Data section =
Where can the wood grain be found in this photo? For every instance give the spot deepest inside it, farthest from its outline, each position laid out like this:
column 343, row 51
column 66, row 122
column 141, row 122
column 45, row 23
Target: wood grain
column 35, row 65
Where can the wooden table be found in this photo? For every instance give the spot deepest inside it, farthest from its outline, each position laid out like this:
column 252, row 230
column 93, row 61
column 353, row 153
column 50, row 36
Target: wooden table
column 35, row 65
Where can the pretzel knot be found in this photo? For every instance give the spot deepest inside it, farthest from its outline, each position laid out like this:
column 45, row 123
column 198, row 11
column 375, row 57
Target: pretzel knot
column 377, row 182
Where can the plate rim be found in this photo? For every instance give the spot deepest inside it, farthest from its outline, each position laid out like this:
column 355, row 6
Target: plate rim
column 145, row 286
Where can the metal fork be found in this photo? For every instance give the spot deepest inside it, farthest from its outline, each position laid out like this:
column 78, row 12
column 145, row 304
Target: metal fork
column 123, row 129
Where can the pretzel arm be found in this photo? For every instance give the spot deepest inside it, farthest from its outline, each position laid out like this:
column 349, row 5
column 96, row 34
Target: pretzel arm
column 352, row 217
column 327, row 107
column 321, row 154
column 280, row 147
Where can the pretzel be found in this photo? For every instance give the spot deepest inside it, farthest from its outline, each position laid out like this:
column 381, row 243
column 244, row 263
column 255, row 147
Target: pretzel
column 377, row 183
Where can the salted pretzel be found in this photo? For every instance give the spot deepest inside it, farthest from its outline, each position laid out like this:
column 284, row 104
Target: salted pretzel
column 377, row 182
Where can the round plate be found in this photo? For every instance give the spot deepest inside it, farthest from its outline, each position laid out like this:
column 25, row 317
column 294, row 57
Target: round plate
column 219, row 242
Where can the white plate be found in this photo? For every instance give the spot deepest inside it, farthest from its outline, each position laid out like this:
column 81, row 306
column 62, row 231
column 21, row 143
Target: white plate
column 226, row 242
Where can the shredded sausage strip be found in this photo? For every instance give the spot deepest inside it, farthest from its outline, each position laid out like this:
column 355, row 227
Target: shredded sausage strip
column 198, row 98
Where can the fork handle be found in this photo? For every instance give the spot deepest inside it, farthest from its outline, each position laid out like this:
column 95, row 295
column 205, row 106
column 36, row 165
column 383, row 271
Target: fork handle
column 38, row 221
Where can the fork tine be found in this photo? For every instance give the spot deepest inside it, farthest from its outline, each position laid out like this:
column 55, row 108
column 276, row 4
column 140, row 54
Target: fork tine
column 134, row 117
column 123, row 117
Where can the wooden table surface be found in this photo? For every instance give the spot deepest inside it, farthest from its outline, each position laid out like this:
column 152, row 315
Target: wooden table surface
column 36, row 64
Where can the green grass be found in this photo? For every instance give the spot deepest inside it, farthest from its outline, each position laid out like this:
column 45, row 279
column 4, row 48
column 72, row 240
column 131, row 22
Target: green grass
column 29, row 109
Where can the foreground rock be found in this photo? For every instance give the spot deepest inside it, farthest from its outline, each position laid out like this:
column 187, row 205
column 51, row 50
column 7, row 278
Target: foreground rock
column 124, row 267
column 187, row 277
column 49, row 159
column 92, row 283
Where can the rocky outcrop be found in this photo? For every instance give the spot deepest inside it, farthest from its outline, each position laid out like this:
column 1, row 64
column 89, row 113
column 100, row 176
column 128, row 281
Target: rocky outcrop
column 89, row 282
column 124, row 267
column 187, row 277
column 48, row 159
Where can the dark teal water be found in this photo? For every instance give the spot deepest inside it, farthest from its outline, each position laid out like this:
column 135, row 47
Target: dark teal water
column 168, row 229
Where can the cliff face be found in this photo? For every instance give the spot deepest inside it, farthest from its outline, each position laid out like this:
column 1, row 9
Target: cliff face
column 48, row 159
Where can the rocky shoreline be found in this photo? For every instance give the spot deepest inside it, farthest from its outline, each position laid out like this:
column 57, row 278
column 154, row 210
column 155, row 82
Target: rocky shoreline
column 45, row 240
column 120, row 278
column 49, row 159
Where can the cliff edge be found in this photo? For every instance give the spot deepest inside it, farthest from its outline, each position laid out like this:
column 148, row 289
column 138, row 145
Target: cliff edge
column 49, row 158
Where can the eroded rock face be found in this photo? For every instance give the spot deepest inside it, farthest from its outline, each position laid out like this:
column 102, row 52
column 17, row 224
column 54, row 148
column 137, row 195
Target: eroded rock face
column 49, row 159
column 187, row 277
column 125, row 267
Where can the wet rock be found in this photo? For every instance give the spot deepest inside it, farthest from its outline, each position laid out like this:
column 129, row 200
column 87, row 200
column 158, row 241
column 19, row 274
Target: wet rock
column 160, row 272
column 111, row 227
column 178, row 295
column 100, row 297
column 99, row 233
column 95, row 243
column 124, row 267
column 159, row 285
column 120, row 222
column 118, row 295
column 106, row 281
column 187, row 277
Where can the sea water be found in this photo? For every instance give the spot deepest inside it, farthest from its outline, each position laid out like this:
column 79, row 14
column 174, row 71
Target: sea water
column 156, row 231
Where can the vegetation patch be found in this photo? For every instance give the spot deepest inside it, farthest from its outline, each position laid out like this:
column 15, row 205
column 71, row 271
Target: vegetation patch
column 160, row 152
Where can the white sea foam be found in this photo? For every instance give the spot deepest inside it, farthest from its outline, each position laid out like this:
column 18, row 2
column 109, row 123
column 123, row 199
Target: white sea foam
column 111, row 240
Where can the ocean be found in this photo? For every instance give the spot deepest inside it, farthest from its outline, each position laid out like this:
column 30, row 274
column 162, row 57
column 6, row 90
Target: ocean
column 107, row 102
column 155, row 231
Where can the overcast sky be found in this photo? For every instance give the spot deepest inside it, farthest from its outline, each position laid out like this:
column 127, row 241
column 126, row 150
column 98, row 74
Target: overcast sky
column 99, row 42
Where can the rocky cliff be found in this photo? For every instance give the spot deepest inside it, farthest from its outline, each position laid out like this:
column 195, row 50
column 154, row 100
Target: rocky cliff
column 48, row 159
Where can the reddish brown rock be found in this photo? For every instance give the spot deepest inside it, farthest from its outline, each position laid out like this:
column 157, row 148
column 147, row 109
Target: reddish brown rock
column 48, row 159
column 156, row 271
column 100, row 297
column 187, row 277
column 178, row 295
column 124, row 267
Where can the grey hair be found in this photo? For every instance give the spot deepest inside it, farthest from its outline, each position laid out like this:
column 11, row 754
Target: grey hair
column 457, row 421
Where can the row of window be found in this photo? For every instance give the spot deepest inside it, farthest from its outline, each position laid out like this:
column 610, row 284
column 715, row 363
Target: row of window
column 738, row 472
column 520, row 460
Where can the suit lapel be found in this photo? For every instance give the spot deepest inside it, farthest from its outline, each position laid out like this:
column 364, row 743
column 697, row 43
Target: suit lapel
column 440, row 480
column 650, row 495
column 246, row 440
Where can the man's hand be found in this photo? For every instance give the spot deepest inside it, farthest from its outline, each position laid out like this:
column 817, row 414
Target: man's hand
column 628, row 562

What is being asked =
Down to the last line, give the records again exactly.

Solution =
Where can the wood grain be found in this photo? For every instance give the spot deepest inside it, farthest from its outline, each position laid out like this:
column 343, row 51
column 66, row 122
column 141, row 122
column 45, row 23
Target: wood grain
column 35, row 65
Where can the wooden table be found in this photo? For every instance give the spot deepest inside it, farthest from its outline, each position laid out like this:
column 252, row 230
column 93, row 61
column 353, row 153
column 50, row 36
Target: wooden table
column 35, row 65
Where can the pretzel knot be found in this photo? For every instance give the spot deepest inside it, farthest from its outline, each position laid out like this:
column 45, row 123
column 198, row 11
column 375, row 57
Target: pretzel knot
column 377, row 182
Where can the plate rim be found in this photo? For every instance give the spot deepest inside it, farthest from its outline, each position laid out like this:
column 355, row 6
Target: plate rim
column 145, row 286
Where can the metal fork be found in this photo? For every instance give the spot deepest inside it, farthest from its outline, each position laid out like this:
column 78, row 12
column 145, row 304
Target: metal fork
column 123, row 129
Where can the pretzel arm be found in this photo? For every instance give the spot deepest inside it, farthest from its outline, each position laid out like this:
column 349, row 5
column 96, row 34
Target: pretzel arm
column 352, row 217
column 327, row 107
column 321, row 154
column 280, row 147
Where can the pretzel be found in this photo? For every instance give the spot deepest inside it, farthest from its outline, each position laid out like this:
column 381, row 243
column 244, row 263
column 255, row 147
Target: pretzel
column 377, row 183
Where can the salted pretzel be found in this photo? For every instance give the spot deepest inside it, farthest from its outline, each position laid out like this:
column 284, row 104
Target: salted pretzel
column 377, row 182
Where can the round plate be found in this photo? For every instance give the spot deepest inside it, farthest from its outline, each position laid out like this:
column 25, row 317
column 294, row 57
Target: round plate
column 219, row 242
Where can the white plate be found in this photo? For every instance give the spot deepest inside it, farthest from its outline, each position laid out like this:
column 81, row 306
column 62, row 231
column 21, row 143
Target: white plate
column 226, row 242
Where can the shredded sausage strip be found in this photo? For every instance give the spot deepest inside it, farthest from its outline, each position laid out like this:
column 355, row 227
Target: shredded sausage strip
column 198, row 98
Where can the fork handle be found in this photo? For every instance give the spot deepest inside it, farthest from its outline, each position laid out like this:
column 95, row 295
column 205, row 106
column 36, row 165
column 383, row 271
Target: fork handle
column 38, row 221
Where can the fork tine be found in this photo? For every instance give the spot deepest inside it, farthest from its outline, each position laid out like this:
column 55, row 108
column 276, row 4
column 140, row 54
Target: fork tine
column 134, row 117
column 123, row 117
Where can the wooden table surface be found in this photo? For every instance give the spot deepest inside it, farthest from its outline, each position laid out like this:
column 152, row 315
Target: wooden table surface
column 36, row 64
Where can the green grass be found in this photo? For every instance give the spot deepest inside it, farthest from its outline, each position laid out like this:
column 45, row 279
column 4, row 48
column 72, row 240
column 131, row 22
Target: green grass
column 29, row 109
Where can the foreground rock be found in this photo? For every instance give the spot deepest inside it, farthest from its outline, each position laid out like this:
column 187, row 205
column 51, row 50
column 7, row 278
Target: foreground rock
column 124, row 267
column 187, row 277
column 49, row 159
column 92, row 283
Where can the rocky outcrop be found in this photo? For every instance give the spot deepest inside it, farthest from its outline, each position laid out like this:
column 1, row 64
column 89, row 113
column 100, row 176
column 128, row 281
Target: rocky outcrop
column 89, row 282
column 124, row 267
column 187, row 277
column 48, row 159
Where can the dark teal water be found in this photo? For every instance give the spot deepest inside it, farthest from its outline, each position laid out like this:
column 135, row 47
Target: dark teal water
column 168, row 229
Where can the cliff face be found in this photo? For every instance give the spot deepest inside it, farthest from its outline, each position laid out like this:
column 1, row 9
Target: cliff face
column 48, row 159
Where can the rocky shoreline be found in this photo? For every instance give the spot deepest inside it, farthest from its outline, each position laid out like this:
column 57, row 278
column 154, row 210
column 155, row 82
Target: rocky shoreline
column 45, row 240
column 120, row 278
column 49, row 159
Where can the cliff edge be found in this photo? For every instance give the spot deepest inside it, farthest from its outline, each position laid out like this:
column 148, row 289
column 138, row 145
Target: cliff edge
column 49, row 158
Where can the eroded rock face be found in this photo? For every instance give the spot deepest inside it, farthest from its outline, each position laid out like this:
column 102, row 52
column 17, row 224
column 54, row 148
column 137, row 195
Target: eroded rock face
column 49, row 159
column 187, row 277
column 125, row 267
Where can the wet rock be found in this photo? For every instance give the spot deepest inside it, farthest from its outline, each position laid out like this:
column 129, row 200
column 87, row 200
column 158, row 241
column 19, row 274
Target: wet rock
column 160, row 272
column 111, row 227
column 178, row 295
column 100, row 297
column 99, row 233
column 95, row 243
column 124, row 267
column 159, row 285
column 120, row 222
column 118, row 295
column 106, row 281
column 187, row 277
Where can the sea water be found in this photo? For every instance give the spot deepest inside it, farthest from its outline, each position laid out like this:
column 79, row 14
column 174, row 71
Target: sea water
column 156, row 231
Where can the vegetation patch be found in this photo? For every instance give the spot deepest inside it, farthest from its outline, each position laid out like this:
column 15, row 205
column 71, row 271
Target: vegetation patch
column 160, row 152
Where can the white sea foam be found in this photo? For every instance give the spot deepest inside it, farthest from its outline, each position laid out like this:
column 18, row 2
column 109, row 123
column 123, row 199
Target: white sea foam
column 111, row 240
Where can the ocean be found in this photo? For every instance give the spot deepest inside it, farthest from its outline, each position laid out like this:
column 30, row 274
column 162, row 57
column 6, row 90
Target: ocean
column 107, row 102
column 155, row 231
Where can the overcast sky be found in this photo? For every instance give the spot deepest inside it, farthest from its outline, each position laid out like this:
column 127, row 241
column 126, row 150
column 98, row 74
Target: overcast sky
column 99, row 42
Where can the rocky cliff be found in this photo? For every instance give the spot deepest inside it, farthest from its outline, each position laid out like this:
column 195, row 50
column 154, row 100
Target: rocky cliff
column 48, row 159
Where can the reddish brown rock be found in this photo? For every instance give the spot deepest inside it, farthest from its outline, each position laid out like this:
column 157, row 148
column 147, row 109
Target: reddish brown rock
column 48, row 159
column 156, row 271
column 100, row 297
column 187, row 277
column 178, row 295
column 124, row 267
Where can the grey hair be found in this photo? For every instance give the spot deepest inside it, farthest from its outline, each position laid out like this:
column 11, row 754
Target: grey hair
column 457, row 421
Where can the row of window be found in this photo? For every instance give the spot deepest inside it, farthest from its outline, each position laid out like this:
column 610, row 284
column 715, row 363
Target: row of window
column 738, row 472
column 520, row 460
Where can the suit lapel be found in this photo? For every instance give the spot deepest inside it, farthest from its outline, each position laid out like this:
column 364, row 743
column 697, row 43
Target: suit lapel
column 440, row 480
column 650, row 495
column 246, row 440
Where can the man's hand be found in this photo? For every instance give the spot deepest inside it, farthest from its outline, each position laid out like this:
column 817, row 414
Target: man's hand
column 628, row 562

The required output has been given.